*** Opening of RECORDS FOR THIS TASK ***

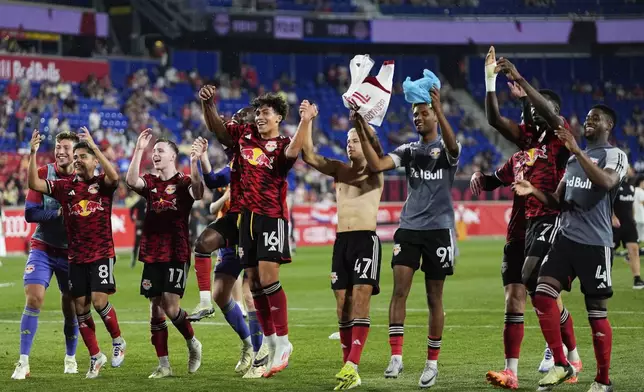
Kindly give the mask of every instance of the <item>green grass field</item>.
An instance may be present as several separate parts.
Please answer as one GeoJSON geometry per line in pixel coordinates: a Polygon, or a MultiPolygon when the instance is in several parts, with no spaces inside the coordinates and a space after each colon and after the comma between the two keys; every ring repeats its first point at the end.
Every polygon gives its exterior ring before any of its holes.
{"type": "MultiPolygon", "coordinates": [[[[439,361],[437,391],[485,391],[485,373],[503,366],[503,289],[500,279],[501,241],[470,240],[460,244],[455,275],[445,291],[445,332],[439,361]]],[[[405,373],[398,380],[382,376],[389,360],[387,306],[391,294],[391,245],[383,249],[382,291],[372,303],[372,328],[365,348],[360,374],[365,391],[417,390],[418,377],[426,358],[427,310],[422,275],[417,275],[410,295],[405,323],[405,373]]],[[[22,272],[24,257],[3,260],[0,283],[0,391],[27,390],[109,390],[149,391],[154,388],[182,391],[233,391],[253,388],[261,391],[329,391],[333,376],[341,367],[338,341],[328,336],[337,330],[335,302],[330,290],[331,248],[302,248],[295,262],[282,269],[282,284],[289,300],[289,336],[294,345],[290,367],[272,379],[242,380],[233,369],[238,360],[236,335],[217,312],[215,318],[195,324],[197,337],[204,346],[203,362],[195,375],[187,374],[187,349],[179,333],[170,326],[170,361],[175,377],[148,380],[157,365],[150,344],[148,304],[139,296],[141,265],[134,270],[124,256],[117,264],[118,293],[112,297],[127,340],[127,357],[118,369],[105,368],[98,380],[85,380],[87,351],[79,342],[78,375],[63,375],[64,342],[59,295],[51,290],[41,312],[40,326],[31,355],[31,377],[10,379],[19,351],[19,322],[24,306],[22,272]],[[4,378],[4,381],[1,381],[4,378]],[[95,384],[88,386],[87,384],[95,384]],[[249,386],[249,384],[251,384],[249,386]],[[42,389],[41,389],[42,388],[42,389]]],[[[631,289],[631,276],[621,258],[615,260],[615,296],[609,302],[609,317],[614,329],[612,379],[616,391],[644,391],[644,291],[631,289]]],[[[54,286],[55,287],[55,283],[54,286]]],[[[183,300],[186,309],[197,303],[197,287],[191,274],[183,300]]],[[[574,317],[578,347],[584,371],[578,385],[557,390],[587,391],[595,374],[595,359],[590,329],[578,285],[564,294],[574,317]]],[[[109,352],[111,342],[96,317],[99,342],[109,352]]],[[[521,390],[535,390],[536,368],[544,348],[543,337],[531,306],[526,310],[526,335],[519,367],[521,390]]],[[[109,354],[108,354],[109,356],[109,354]]]]}

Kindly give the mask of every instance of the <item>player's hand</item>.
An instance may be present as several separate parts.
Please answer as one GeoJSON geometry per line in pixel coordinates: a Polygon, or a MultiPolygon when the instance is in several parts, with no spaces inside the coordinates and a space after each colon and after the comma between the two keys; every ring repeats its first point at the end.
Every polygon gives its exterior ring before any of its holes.
{"type": "Polygon", "coordinates": [[[38,151],[38,148],[40,147],[40,142],[45,137],[38,132],[37,129],[34,129],[34,131],[31,134],[31,140],[29,141],[29,146],[31,146],[31,153],[34,154],[36,151],[38,151]]]}
{"type": "Polygon", "coordinates": [[[483,191],[483,186],[485,185],[485,176],[481,172],[476,172],[472,174],[470,179],[470,190],[474,196],[478,196],[483,191]]]}
{"type": "Polygon", "coordinates": [[[304,121],[311,121],[318,115],[318,106],[306,99],[300,104],[300,118],[304,121]]]}
{"type": "Polygon", "coordinates": [[[523,87],[519,86],[519,83],[517,82],[508,82],[508,87],[510,88],[510,94],[514,98],[519,99],[528,96],[528,94],[523,90],[523,87]]]}
{"type": "Polygon", "coordinates": [[[619,227],[622,225],[619,222],[619,219],[615,215],[613,215],[612,221],[613,221],[613,227],[616,228],[616,229],[619,229],[619,227]]]}
{"type": "Polygon", "coordinates": [[[94,139],[92,139],[92,134],[89,133],[89,129],[87,129],[87,127],[81,127],[80,131],[81,132],[78,134],[78,138],[81,141],[87,142],[90,148],[92,149],[97,148],[96,143],[94,143],[94,139]]]}
{"type": "MultiPolygon", "coordinates": [[[[487,66],[492,65],[496,63],[496,50],[494,49],[494,46],[490,46],[490,49],[487,51],[487,54],[485,55],[485,76],[493,76],[493,75],[488,75],[487,74],[487,66]]],[[[492,69],[494,71],[494,69],[492,69]]]]}
{"type": "Polygon", "coordinates": [[[217,93],[215,86],[205,85],[199,90],[199,98],[202,101],[211,100],[217,93]]]}
{"type": "Polygon", "coordinates": [[[510,79],[510,80],[520,80],[523,77],[517,71],[517,67],[514,66],[510,62],[510,60],[501,57],[497,62],[496,62],[496,67],[494,68],[495,73],[504,73],[505,76],[510,79]]]}
{"type": "Polygon", "coordinates": [[[206,151],[208,151],[208,139],[205,139],[201,136],[195,139],[195,141],[192,143],[192,150],[195,150],[195,152],[201,156],[202,154],[205,154],[206,151]]]}
{"type": "Polygon", "coordinates": [[[528,196],[534,192],[534,187],[530,184],[529,181],[519,180],[512,184],[512,190],[518,196],[528,196]]]}
{"type": "Polygon", "coordinates": [[[152,129],[148,128],[141,132],[139,138],[136,139],[136,149],[145,150],[146,148],[148,148],[150,140],[152,140],[152,129]]]}
{"type": "Polygon", "coordinates": [[[429,96],[432,98],[432,108],[434,109],[434,112],[442,113],[443,105],[441,104],[441,92],[436,88],[436,86],[429,89],[429,96]]]}
{"type": "Polygon", "coordinates": [[[561,140],[565,145],[568,151],[570,151],[571,154],[580,154],[581,149],[579,148],[579,145],[577,144],[577,140],[575,139],[575,136],[567,130],[566,128],[559,126],[559,128],[555,129],[555,135],[561,140]]]}
{"type": "Polygon", "coordinates": [[[58,208],[58,216],[63,216],[63,207],[58,208]]]}

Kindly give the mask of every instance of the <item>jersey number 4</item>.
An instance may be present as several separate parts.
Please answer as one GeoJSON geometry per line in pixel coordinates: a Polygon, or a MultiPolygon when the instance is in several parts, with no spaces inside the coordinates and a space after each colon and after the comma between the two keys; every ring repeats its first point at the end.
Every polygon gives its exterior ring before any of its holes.
{"type": "Polygon", "coordinates": [[[367,271],[371,268],[373,260],[363,258],[362,261],[364,261],[364,268],[362,268],[363,264],[361,263],[361,260],[357,259],[356,264],[353,266],[353,271],[360,275],[360,279],[369,279],[367,277],[367,271]]]}
{"type": "Polygon", "coordinates": [[[271,231],[270,233],[264,234],[264,246],[268,248],[269,252],[275,252],[277,250],[277,245],[279,245],[280,240],[277,237],[277,233],[271,231]]]}

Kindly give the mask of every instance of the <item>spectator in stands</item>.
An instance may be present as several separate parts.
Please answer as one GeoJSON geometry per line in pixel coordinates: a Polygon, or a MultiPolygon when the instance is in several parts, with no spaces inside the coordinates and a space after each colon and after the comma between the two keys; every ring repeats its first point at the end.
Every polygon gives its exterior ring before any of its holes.
{"type": "Polygon", "coordinates": [[[92,132],[98,130],[101,126],[101,115],[98,114],[98,109],[92,109],[92,112],[89,114],[88,123],[89,130],[92,132]]]}

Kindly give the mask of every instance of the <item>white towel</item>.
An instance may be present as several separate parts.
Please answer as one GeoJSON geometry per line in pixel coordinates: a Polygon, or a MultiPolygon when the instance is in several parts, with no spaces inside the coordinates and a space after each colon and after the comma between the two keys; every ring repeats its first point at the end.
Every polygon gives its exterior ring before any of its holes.
{"type": "Polygon", "coordinates": [[[385,61],[376,77],[369,76],[374,61],[368,54],[351,59],[351,85],[342,94],[347,109],[355,109],[371,125],[380,126],[387,114],[394,80],[394,62],[385,61]]]}

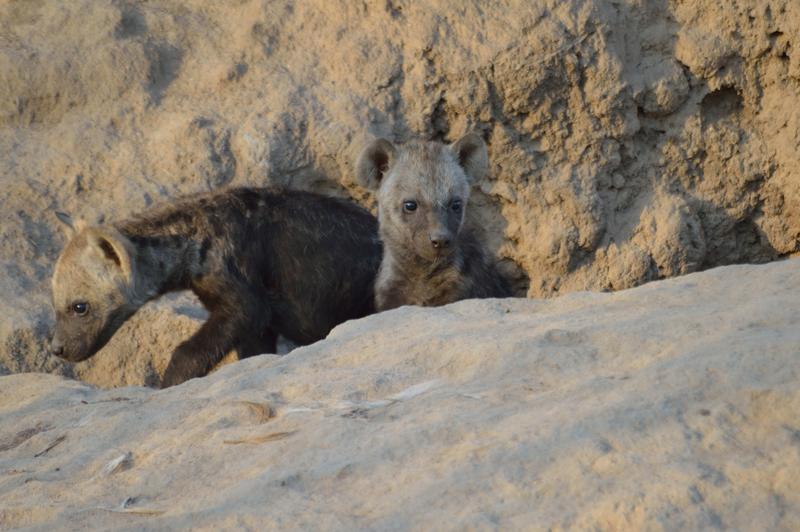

*** Close of RECORDS FOR THIS TASK ***

YOUR GOAL:
The lines above that hold the word "mask" are the ones to copy.

YOUR RESPONSE:
Kindly give the mask of every instance of the <item>green grass field</item>.
Kindly give the mask of every instance of the <item>player's hand</item>.
Kindly give the mask of every instance of the <item>jersey number 4</item>.
Kindly give the mask of every instance of the <item>spectator in stands</item>.
Kindly give the mask of every instance of the <item>white towel</item>.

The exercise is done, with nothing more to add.